→ **DATA**:
##########
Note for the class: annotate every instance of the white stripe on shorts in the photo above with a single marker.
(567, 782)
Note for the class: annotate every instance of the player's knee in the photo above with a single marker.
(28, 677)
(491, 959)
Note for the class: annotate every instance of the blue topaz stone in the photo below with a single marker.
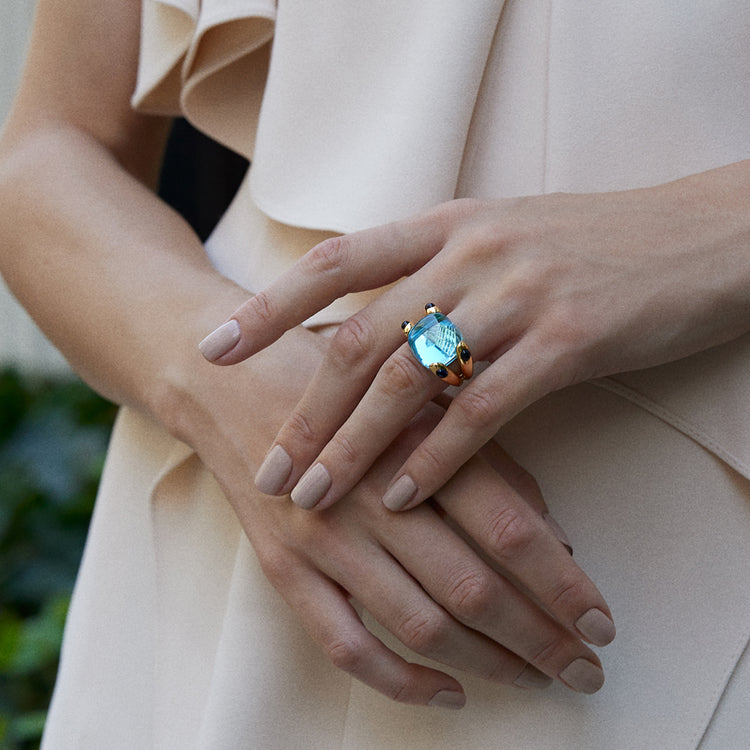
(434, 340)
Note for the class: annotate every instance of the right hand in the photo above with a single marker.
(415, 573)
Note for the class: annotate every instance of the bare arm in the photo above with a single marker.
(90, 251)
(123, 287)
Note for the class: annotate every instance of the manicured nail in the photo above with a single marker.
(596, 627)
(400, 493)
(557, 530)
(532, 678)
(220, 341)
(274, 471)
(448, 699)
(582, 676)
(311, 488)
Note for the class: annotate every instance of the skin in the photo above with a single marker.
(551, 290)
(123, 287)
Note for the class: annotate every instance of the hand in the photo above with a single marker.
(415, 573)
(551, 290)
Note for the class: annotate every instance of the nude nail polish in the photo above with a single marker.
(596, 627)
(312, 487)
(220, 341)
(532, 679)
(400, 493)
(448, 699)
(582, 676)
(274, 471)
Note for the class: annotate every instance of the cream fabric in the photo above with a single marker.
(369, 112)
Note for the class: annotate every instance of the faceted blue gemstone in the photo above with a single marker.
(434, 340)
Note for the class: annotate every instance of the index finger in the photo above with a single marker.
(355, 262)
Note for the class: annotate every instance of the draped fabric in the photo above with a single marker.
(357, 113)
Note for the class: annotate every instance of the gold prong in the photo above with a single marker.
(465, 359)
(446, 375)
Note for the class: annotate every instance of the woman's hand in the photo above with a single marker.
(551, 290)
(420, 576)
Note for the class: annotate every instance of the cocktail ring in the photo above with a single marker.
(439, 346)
##########
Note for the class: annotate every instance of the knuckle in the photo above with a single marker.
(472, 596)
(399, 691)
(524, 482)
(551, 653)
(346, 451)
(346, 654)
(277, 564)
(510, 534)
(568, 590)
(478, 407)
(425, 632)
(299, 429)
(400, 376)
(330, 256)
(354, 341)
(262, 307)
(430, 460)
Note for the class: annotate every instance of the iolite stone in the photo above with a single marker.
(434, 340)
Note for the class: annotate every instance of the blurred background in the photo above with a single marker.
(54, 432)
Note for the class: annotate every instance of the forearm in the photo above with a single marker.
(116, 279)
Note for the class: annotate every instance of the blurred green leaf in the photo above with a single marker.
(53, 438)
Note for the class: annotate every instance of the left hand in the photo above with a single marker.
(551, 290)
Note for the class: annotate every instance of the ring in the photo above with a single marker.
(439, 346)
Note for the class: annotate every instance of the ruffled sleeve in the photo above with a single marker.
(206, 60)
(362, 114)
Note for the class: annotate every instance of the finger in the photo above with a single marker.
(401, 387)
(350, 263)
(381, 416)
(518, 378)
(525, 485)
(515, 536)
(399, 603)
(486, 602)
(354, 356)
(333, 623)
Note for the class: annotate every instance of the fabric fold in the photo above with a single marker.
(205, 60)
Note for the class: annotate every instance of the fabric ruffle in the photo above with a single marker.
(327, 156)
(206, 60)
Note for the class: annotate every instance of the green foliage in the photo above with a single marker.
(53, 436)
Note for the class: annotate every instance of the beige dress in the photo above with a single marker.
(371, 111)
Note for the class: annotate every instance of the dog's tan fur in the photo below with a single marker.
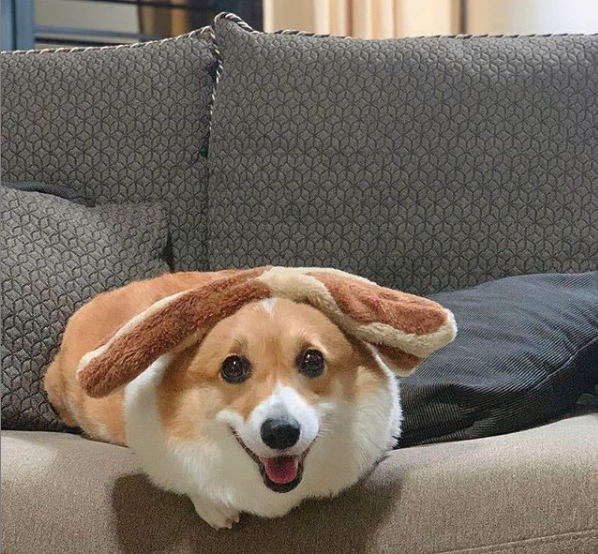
##########
→ **EXERCISE AIM**:
For the material above, reproduce exactly the lines from the line with "Note for the class: annotate every instance of the forearm" to the line with "Note for the class: annotate every instance of the dog's", inclusive, and exclude all others.

→ **ANSWER SPACE**:
Note for the class: annotate every instance of the forearm in the photo above with a single marker.
(116, 279)
Note for the class: annotate every instance of the blurred green leaf in the photo above with a single marker.
(53, 438)
Note for the class: annotate every instance of the left hand in the photo above with a single marker.
(551, 290)
Note for the class: annotate every instance of the ring in the photo above with a single marker.
(439, 346)
Note for the class: annotate every instance of the ruffled sleeve in the photo above with a single marker.
(206, 60)
(362, 114)
Note for the class: annotate every instance of the finger in the photo above with a single marker.
(401, 387)
(350, 263)
(381, 416)
(518, 378)
(525, 485)
(515, 536)
(399, 603)
(486, 602)
(354, 356)
(333, 623)
Note for the class: annotate every instance of the fabric fold in the photo above with a single marker.
(205, 60)
Note for the class: annotate every instance of the fabric ruffle in the photo above with a single marker.
(327, 156)
(206, 60)
Note for the class: annotate every instance of the green foliage in the photo above with a single marker.
(53, 436)
Note for the class: annotate every instance of the beige dress in the photo above with a single marker.
(371, 111)
Note for the class: annotate every instance of the dog's tan fur in the photo below with a single marker.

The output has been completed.